Goal of the exercise:
Write out the lines below exactly, from the line containing "of the gold" down to the line containing "column 292, row 377", both included. Leave the pictures out of your answer.

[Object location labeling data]
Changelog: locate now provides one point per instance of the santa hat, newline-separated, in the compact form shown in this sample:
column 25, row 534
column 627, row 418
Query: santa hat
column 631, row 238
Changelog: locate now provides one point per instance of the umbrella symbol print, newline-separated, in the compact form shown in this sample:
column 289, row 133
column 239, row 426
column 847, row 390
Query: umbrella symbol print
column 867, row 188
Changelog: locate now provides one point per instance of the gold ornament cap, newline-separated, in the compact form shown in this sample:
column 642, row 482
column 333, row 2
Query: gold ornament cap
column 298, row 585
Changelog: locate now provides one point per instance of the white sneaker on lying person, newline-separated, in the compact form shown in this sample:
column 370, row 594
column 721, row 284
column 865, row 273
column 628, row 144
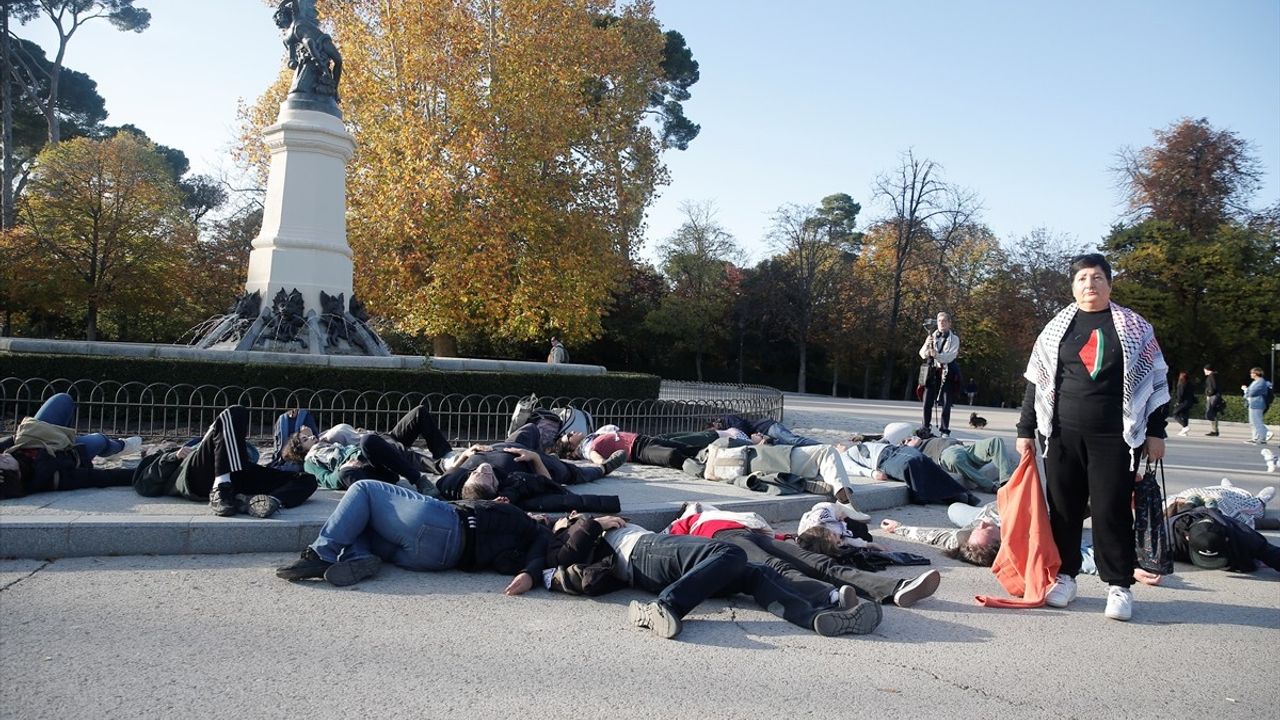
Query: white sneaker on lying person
column 1061, row 592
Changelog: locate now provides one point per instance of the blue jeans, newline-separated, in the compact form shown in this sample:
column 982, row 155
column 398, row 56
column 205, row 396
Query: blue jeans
column 397, row 524
column 782, row 434
column 60, row 410
column 1260, row 428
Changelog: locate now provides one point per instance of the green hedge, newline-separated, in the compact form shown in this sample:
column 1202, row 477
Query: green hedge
column 292, row 377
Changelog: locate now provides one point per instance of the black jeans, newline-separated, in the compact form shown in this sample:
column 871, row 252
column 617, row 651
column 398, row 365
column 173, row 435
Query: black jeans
column 685, row 570
column 223, row 451
column 812, row 574
column 659, row 451
column 937, row 391
column 1092, row 473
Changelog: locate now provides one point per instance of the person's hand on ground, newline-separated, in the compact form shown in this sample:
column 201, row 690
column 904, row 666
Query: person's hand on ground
column 1155, row 449
column 611, row 522
column 521, row 584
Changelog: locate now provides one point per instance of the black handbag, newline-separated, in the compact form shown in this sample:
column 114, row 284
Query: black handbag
column 1150, row 525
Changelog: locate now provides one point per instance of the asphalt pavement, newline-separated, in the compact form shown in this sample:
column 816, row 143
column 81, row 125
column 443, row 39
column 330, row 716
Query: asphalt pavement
column 219, row 636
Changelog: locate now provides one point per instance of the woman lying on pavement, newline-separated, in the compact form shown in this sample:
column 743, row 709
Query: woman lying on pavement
column 749, row 532
column 977, row 538
column 46, row 455
column 342, row 455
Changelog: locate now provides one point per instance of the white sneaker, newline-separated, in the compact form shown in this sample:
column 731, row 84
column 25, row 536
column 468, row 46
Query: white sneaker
column 1061, row 592
column 131, row 445
column 1119, row 604
column 1270, row 459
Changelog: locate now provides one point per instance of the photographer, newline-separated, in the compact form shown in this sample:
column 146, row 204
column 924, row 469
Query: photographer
column 940, row 351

Response to the exercise:
Changelog: locate now provides one point per instance of the gold ornament cap, newline-separated, in the compact form shown in this sample:
column 642, row 482
column 333, row 2
Query: gold ornament cap
column 298, row 585
Changelog: locate now provides one point per instance of the white sneaker on lying person, newline-separated, in the compact form shown in this sample:
column 370, row 594
column 721, row 284
column 865, row 273
column 628, row 144
Query: white sneaker on lying person
column 1061, row 592
Changelog: locate now provides one point per instance of the blue jeans, newline-separated, in the compact form shown in this sample:
column 982, row 155
column 398, row 56
column 205, row 396
Query: blue jeans
column 397, row 524
column 782, row 434
column 60, row 410
column 1260, row 428
Changelog: locate now provides one point per instance of the green hedge, newline-separated, in the compact form shown in this sample:
column 1202, row 477
Query: green hedge
column 292, row 377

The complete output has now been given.